◆ **Exercise instructions**:
In every one of the rows below, replace "place a single point" with "mark one point" and leave all other text unchanged. Omit the pictures from your copy.

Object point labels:
## Start

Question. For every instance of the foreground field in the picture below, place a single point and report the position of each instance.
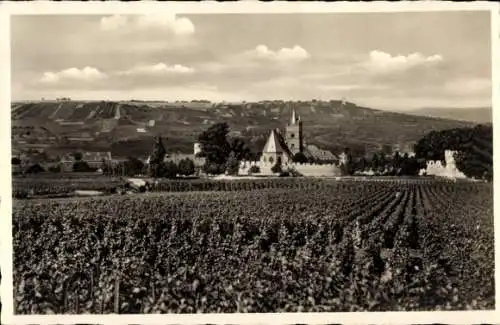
(341, 246)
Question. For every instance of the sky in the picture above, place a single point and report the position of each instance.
(396, 61)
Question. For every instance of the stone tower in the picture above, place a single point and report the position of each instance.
(293, 134)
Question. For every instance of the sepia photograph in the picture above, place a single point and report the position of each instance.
(263, 162)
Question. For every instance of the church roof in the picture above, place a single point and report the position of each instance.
(274, 144)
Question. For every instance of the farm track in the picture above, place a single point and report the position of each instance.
(314, 246)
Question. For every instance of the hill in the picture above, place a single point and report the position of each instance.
(476, 115)
(127, 128)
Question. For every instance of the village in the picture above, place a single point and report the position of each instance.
(285, 148)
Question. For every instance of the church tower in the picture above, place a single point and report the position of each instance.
(293, 134)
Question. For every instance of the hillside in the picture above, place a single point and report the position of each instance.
(476, 115)
(127, 128)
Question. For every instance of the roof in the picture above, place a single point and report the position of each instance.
(274, 144)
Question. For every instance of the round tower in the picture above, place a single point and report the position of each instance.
(293, 135)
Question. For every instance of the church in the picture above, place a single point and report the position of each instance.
(281, 148)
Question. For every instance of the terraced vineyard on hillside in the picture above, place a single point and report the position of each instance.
(320, 246)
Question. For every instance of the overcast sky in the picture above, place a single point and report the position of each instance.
(385, 60)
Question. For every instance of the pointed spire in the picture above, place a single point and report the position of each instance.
(273, 144)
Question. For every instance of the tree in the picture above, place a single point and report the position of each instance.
(348, 166)
(81, 166)
(475, 147)
(77, 155)
(55, 169)
(168, 169)
(34, 169)
(186, 167)
(215, 147)
(156, 158)
(276, 168)
(300, 158)
(375, 162)
(254, 170)
(133, 166)
(361, 164)
(240, 149)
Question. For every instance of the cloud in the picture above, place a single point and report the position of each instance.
(285, 54)
(469, 87)
(73, 74)
(179, 26)
(381, 62)
(158, 69)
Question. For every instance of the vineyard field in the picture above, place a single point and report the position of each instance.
(311, 246)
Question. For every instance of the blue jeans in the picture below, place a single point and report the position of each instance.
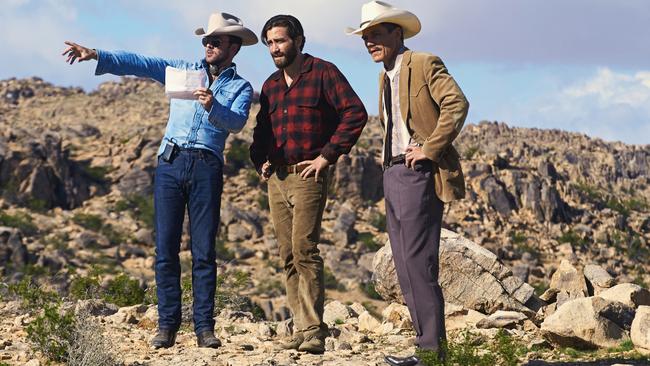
(194, 178)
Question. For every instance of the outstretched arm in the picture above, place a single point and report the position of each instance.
(123, 63)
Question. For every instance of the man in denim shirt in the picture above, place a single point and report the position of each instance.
(192, 174)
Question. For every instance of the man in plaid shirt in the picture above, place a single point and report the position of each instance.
(309, 116)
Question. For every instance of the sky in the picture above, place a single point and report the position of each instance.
(576, 65)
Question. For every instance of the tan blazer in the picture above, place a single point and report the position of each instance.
(434, 109)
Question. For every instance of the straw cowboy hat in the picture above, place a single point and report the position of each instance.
(376, 12)
(224, 23)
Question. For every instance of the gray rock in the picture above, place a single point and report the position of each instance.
(469, 275)
(577, 324)
(337, 312)
(498, 196)
(502, 319)
(136, 181)
(598, 278)
(343, 230)
(12, 249)
(619, 313)
(628, 293)
(569, 282)
(640, 332)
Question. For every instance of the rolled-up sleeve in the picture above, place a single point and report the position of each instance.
(233, 118)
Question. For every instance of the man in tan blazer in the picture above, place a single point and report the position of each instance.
(422, 110)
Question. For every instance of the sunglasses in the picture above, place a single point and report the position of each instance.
(212, 41)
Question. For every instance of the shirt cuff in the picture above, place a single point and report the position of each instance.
(330, 154)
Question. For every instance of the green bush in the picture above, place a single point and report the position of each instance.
(150, 295)
(369, 241)
(230, 285)
(378, 220)
(52, 332)
(21, 221)
(222, 250)
(33, 296)
(263, 201)
(85, 287)
(330, 280)
(123, 291)
(237, 155)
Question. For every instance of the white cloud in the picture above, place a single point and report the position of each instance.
(611, 88)
(612, 105)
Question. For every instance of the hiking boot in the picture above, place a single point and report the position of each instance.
(294, 342)
(206, 339)
(313, 344)
(164, 339)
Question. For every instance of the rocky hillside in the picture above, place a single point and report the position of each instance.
(76, 173)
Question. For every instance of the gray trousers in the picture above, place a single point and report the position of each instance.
(414, 219)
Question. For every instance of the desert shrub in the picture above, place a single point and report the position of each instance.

## End

◆ **In response**:
Question. For every instance of the foreground field in the picture below, mark one point and report the position of each instance.
(341, 246)
Question. For every instance of the sky in the picture above, mark one point and report the position of each instance.
(396, 61)
Question. For every instance of the stone tower in the picture above, mark one point and report the position of each instance.
(293, 134)
Question. For every instance of the sepia photograph in the picture above, mark one point and report the position of each instance.
(263, 162)
Question. For every instance of the church roof in the picture above, mark one point and report the position of each instance.
(274, 144)
Question. For every instance of the farm track in the picture above, mark one point and report the position of each instance.
(314, 246)
Question. For every instance of the hill in the picture above, mark one point and report the position of each instance.
(476, 115)
(127, 128)
Question. For every instance of the village in the picture above, mark one point and report the position of each instance.
(285, 148)
Question. For every instance of the church tower in the picture above, mark one point and report the position of each instance.
(293, 134)
Question. For every instance of the hillside in the picture above, mark one point and report the position of each instance.
(476, 115)
(127, 128)
Question. For every instance of the roof in the picture above, mark one point and report the position of each instance.
(274, 144)
Question. For every instance of the round tower in the picture above, mark one point and report the position of each instance.
(293, 135)
Question. For every instance of the church in the picture above, mark one point and report the position of each instance.
(281, 148)
Question. For every instance of the terraced vineyard on hillside in the picture above, mark one point and report the position of each instance.
(320, 246)
Question. For every instance of the overcast sky in the picture above, mark one point and report the position of each instance.
(385, 60)
Question. For every instance of the pointed spire in the picture above, mark one point and report the position of each instance.
(273, 144)
Question. For every instance of the tree in the picture above, mark one point and report the position of each instance.
(348, 166)
(81, 166)
(475, 147)
(77, 155)
(55, 169)
(168, 169)
(34, 169)
(186, 167)
(215, 147)
(156, 158)
(276, 168)
(300, 158)
(375, 162)
(254, 170)
(133, 166)
(361, 164)
(240, 149)
Question. For every instance of the cloud in the picture above, mark one point and report the position of each instance.
(285, 54)
(469, 87)
(73, 74)
(179, 26)
(381, 62)
(158, 69)
Question. For every instance of the vineyard field in the picture above, mark one point and report the position of each instance.
(311, 246)
Question. For every instance of the blue jeans in the picture below, mark one point and report the position of each instance.
(194, 178)
Question. For every instance of the outstretched arm in the picture above, mark one point and report the position of each instance.
(123, 63)
Question. For every instance of the man in denim shirt in the picture above, mark one point and report the position of each instance.
(192, 174)
Question. For every instance of the man in plaid shirt in the picture above, mark one point and report the position of each instance.
(309, 116)
Question. For every instance of the sky in the picture above, mark one point and report the position of each instance.
(576, 65)
Question. For every instance of the tan blazer in the picture above, mark one point and report the position of each instance.
(434, 109)
Question. For every instance of the straw cowboy hat in the picture above, mark one point and report the position of each instance.
(376, 12)
(224, 23)
Question. For every instance of the gray rock in the picture above, mark one point and report the position of each instance.
(469, 275)
(577, 324)
(337, 312)
(498, 196)
(502, 319)
(136, 181)
(598, 278)
(343, 230)
(12, 249)
(619, 313)
(628, 293)
(569, 282)
(640, 332)
Question. For every instance of the rolled-up sleeve in the picture above, mark one point and report the position of each instance.
(233, 118)
Question. For every instance of the man in tan blazer in the picture above, mark one point and report the position of each instance.
(422, 110)
Question. For every instance of the sunglasses in the picture above, mark one point and report the position of each instance.
(212, 41)
Question. For every instance of the shirt cuff in the picture above, mark one point and report the position of each instance.
(330, 154)
Question. For every instance of the green bush in the picture above, mark one point and report the position of each instance.
(150, 295)
(369, 241)
(230, 285)
(378, 220)
(52, 332)
(21, 221)
(222, 250)
(33, 296)
(263, 201)
(85, 287)
(330, 280)
(123, 291)
(237, 155)
Question. For every instance of the white cloud in the picture above, mark one point and report the position of each instance.
(611, 88)
(612, 105)
Question. For every instance of the hiking boot in the picture above, mark one point and report the position of each instance.
(294, 342)
(206, 339)
(313, 344)
(164, 339)
Question. For every instance of the rocky hillside in the picture above, mark one point and report the position of each instance.
(76, 173)
Question. For every instance of the gray trousers in the picture above, mark one point and report the position of each instance.
(414, 219)
Question. For every instance of the desert shrub in the picture above, mark one point and report the position of each instance.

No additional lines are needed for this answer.